Copy the passage of the article on brain imaging in drug discovery that starts at "They found that" and ends at "likely to work.", switching "algorithm" to "classifier".

_Extracted text_
────────────────
As a result, it is difficult to work out whether a new drug is likely to be effective enough to justify further development: testing it in many people takes time and is expensive. ‘There is a great need for markers that can help to prioritize and direct drug research prior to full-scale clinical trials, which currently have high failure rates,’ says Dr Eugene Duff, the lead author of the study.
The study included more than 130 people, and is published in Science Translational Medicine.
The researchers wondered if imaging brain responses to drugs can potentially provide a better way of identifying promising drugs. Previous work has used functional brain imaging to track drugs in action, but individual studies have usually tested only at one drug at a time, using a small number of people.
‘We wanted to see if brain imaging could be used as a general method in drug discovery,’ says Dr Duff.
To get around the problem of limited numbers of people in a single study, the researchers put together brain imaging data from eight previous studies. While these studies differed in exactly what the participants did, all of them included a condition where the participants had a drug known to relieve pain before they were exposed to something painful, such as a sharp point pressed onto hypersensitive skin. As a comparison, the database also included brain activity recorded from the same participants receiving a placebo before being exposed to pain.
The researchers then used a technique called machine learning to discriminate brain activity in participants when they had received a drug from when who had received a placebo. They ‘trained’ a computer algorithm with several examples of data acquired from people who had received the drug. In the same way, they trained the algorithm with data from people who had received the placebo.
From this ‘training’, the algorithm was able to build up a picture of what the brain looks like when exposed to a working drug versus a placebo, all by itself. ‘This was a fully automated process – we didn’t specify anything further,’ according to Dr Duff.
The crucial test was whether the algorithm would then be able correctly classify an unknown dataset as coming from a placebo or a drug condition, based on the knowledge it had acquired in the training phase.
Since all of the results are from drugs already known to relieve pain, the researchers knew which condition each dataset belonged to. They used this information to track how well the algorithm did.
They found that the algorithm was able to classify data as coming from a drug versus a placebo condition with an average accuracy of around 70%.
The research team hopes that the same method can be used to winnow out new candidate drugs which are most likely to be most effective from those that are not likely to work.
‘We’ve shown a ‘proof of principle’ with analgesic drugs. But in theory, this method would also work for other drugs that cross the barrier into the brain. So it could also be used to test drugs for conditions such as schizophrenia,’ says Dr Duff.
A report of the research, entitled ‘Learning to identify CNS drug action and efficacy using multistudy fMRI data’, is published in Science Translational Medicine.
────────────────
_Information shown_
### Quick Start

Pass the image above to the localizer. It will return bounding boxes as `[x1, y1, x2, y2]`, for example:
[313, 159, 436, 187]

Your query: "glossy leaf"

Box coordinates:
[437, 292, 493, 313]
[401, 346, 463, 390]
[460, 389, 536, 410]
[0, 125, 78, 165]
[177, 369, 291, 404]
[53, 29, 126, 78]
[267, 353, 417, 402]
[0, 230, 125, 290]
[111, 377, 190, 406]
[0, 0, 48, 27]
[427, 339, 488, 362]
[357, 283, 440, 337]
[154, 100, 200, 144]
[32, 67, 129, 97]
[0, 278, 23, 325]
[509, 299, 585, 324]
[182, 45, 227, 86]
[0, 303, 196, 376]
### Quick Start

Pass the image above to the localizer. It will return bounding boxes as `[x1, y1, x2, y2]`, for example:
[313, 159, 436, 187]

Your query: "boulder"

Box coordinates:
────────────────
_Reply_
They found that the classifier was able to classify data as coming from a drug versus a placebo condition with an average accuracy of around 70%.
The research team hopes that the same method can be used to winnow out new candidate drugs which are most likely to be most effective from those that are not likely to work.